Integrating Climate Simulations and Paleontology Data to Constrain California Drought Risks

Susan Zimmerman (17-ERD-052)

Executive Summary

We are examining the impacts of various climate forcing mechanisms to provide a physically based criterion for assessing the ability of global climate models to predict drought in California, helping to narrow the uncertainties of predicting future precipitation changes. This work can inform future climate adaptation programs within DOE relevant to their science and energy goals.

Project Description

Accurate prediction of future drought risks is crucial for planning and adapting California’s water supply to ensure food and water security and protect natural resources. Resource experts, including municipal, agricultural, and ecological decision makers, rely on model predictions of the conditions expected in the coming decades to plan infrastructure and policy methods of adaptation. Such efforts are currently hindered by the considerable uncertainty in model projections of California’s precipitation over the coming decades. Narrowing the uncertainties related to future precipitation changes is one of the key factors that can help evaluate the likelihood of extreme droughts in the future. In our recent work, we have shown that California precipitation is sensitive to changes in the inter-hemispheric energy balance. This means that hemispherically asymmetric climate forcing or feedbacks can trigger precipitation changes over California and the U.S. southwest (see figure). Consequently, incorrect anthropogenic aerosol or volcanic forcing loading in climate model simulations, or incorrect representation of high-latitude sea ice loss can lead to erroneous predictions of California precipitation. We propose to understand the role of inter-hemispherically asymmetric climate mechanisms in California’s hydroclimate, and the changes they induce in tropical Pacific atmospheric circulation that affect precipitation in California. We intend to examine the impacts of various asymmetric climate forcing mechanisms (e.g., volcano eruptions and aerosols) on California’s precipitation in different models and simulation types. In addition, we will reconstruct California’s climate history over the last 2,000 years and correlate it with global sites that record the tropical changes and their effects. Our work will provide a physically based criterion for assessing the ability of global climate models to predict future drought in California, helping to narrow the uncertainties of predicting future precipitation changes.

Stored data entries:
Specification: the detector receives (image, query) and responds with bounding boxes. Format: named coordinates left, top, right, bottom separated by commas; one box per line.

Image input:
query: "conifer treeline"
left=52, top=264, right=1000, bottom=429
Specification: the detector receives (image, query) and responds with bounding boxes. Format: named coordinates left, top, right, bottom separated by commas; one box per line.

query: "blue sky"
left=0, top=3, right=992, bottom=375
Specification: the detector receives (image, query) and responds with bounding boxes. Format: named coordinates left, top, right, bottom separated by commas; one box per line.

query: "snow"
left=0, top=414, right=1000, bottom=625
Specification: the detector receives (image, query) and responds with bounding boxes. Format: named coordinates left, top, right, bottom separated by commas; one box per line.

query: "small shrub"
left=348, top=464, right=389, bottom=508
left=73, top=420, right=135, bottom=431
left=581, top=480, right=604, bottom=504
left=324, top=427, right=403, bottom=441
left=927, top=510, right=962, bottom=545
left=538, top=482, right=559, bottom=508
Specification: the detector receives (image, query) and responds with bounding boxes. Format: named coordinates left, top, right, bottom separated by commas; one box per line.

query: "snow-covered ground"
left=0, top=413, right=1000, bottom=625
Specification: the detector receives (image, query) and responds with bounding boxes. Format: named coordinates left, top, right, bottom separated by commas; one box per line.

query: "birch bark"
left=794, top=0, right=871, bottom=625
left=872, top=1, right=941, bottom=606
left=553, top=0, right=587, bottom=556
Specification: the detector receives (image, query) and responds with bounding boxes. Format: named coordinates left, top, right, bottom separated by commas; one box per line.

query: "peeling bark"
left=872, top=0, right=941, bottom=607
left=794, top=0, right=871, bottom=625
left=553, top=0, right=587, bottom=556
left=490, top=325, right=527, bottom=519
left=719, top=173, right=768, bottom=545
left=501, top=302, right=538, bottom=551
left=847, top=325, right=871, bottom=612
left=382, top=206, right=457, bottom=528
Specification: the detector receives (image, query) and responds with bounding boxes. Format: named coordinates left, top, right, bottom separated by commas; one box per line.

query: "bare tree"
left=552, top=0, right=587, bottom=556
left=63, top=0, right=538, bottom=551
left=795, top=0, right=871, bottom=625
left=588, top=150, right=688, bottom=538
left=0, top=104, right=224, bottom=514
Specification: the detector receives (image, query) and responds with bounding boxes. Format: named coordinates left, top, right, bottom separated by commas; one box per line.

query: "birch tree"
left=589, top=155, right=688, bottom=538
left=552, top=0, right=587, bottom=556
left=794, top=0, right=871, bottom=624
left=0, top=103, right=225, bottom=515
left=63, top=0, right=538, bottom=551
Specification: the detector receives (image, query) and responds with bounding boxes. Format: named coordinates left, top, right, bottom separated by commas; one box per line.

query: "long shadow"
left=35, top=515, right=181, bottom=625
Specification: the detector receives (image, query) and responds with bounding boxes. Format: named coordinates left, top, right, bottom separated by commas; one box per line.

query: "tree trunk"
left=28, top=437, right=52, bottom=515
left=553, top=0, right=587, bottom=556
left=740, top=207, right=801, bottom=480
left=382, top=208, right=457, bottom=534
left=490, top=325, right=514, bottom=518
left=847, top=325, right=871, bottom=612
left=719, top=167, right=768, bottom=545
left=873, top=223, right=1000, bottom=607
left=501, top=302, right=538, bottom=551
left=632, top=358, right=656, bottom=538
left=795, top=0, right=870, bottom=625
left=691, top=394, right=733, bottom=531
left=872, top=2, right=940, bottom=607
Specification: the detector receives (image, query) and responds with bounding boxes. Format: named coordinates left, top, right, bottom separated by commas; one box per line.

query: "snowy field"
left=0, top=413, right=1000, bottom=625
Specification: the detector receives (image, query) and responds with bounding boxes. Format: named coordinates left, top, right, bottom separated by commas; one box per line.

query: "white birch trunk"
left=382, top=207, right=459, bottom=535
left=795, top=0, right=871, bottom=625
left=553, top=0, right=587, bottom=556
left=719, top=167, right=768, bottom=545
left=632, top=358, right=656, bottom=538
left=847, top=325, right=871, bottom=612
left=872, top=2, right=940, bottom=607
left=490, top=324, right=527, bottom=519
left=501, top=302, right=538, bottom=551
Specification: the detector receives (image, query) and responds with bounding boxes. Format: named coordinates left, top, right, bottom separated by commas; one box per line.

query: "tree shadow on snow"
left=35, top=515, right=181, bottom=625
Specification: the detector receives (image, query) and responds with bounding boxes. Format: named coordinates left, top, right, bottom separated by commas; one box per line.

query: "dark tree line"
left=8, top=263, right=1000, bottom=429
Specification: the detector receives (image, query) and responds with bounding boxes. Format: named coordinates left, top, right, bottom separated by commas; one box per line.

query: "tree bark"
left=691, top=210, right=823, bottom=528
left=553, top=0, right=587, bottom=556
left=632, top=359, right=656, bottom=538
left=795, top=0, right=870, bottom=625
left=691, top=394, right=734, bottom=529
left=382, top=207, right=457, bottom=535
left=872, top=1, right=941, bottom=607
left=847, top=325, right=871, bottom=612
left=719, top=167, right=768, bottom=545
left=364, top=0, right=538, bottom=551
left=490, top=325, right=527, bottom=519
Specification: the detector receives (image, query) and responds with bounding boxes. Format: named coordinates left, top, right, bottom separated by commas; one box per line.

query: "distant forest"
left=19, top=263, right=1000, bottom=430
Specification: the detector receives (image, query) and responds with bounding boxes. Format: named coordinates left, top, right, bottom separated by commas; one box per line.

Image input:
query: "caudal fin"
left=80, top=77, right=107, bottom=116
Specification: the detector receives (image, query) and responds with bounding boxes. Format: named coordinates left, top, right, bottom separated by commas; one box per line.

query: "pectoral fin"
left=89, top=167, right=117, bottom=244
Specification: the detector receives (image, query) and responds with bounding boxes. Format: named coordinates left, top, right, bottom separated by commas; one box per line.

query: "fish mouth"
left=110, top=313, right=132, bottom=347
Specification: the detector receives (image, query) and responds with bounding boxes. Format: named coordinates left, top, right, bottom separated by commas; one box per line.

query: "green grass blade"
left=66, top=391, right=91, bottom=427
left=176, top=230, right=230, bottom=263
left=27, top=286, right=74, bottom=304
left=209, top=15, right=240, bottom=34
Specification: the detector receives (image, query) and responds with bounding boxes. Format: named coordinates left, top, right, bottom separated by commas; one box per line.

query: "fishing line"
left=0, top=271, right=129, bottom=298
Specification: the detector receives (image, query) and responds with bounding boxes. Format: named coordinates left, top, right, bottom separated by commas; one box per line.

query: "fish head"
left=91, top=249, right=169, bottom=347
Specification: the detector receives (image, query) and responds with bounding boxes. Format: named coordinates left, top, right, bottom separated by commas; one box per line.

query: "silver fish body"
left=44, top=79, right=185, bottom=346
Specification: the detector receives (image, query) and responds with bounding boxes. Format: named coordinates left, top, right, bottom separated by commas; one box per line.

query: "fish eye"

*PROBLEM DETAILS*
In the project summary on California drought risks, which kinds of decision makers are named among the resource experts who rely on model predictions?

*SOLVED PROBLEM*
Municipal, agricultural, and ecological decision makers.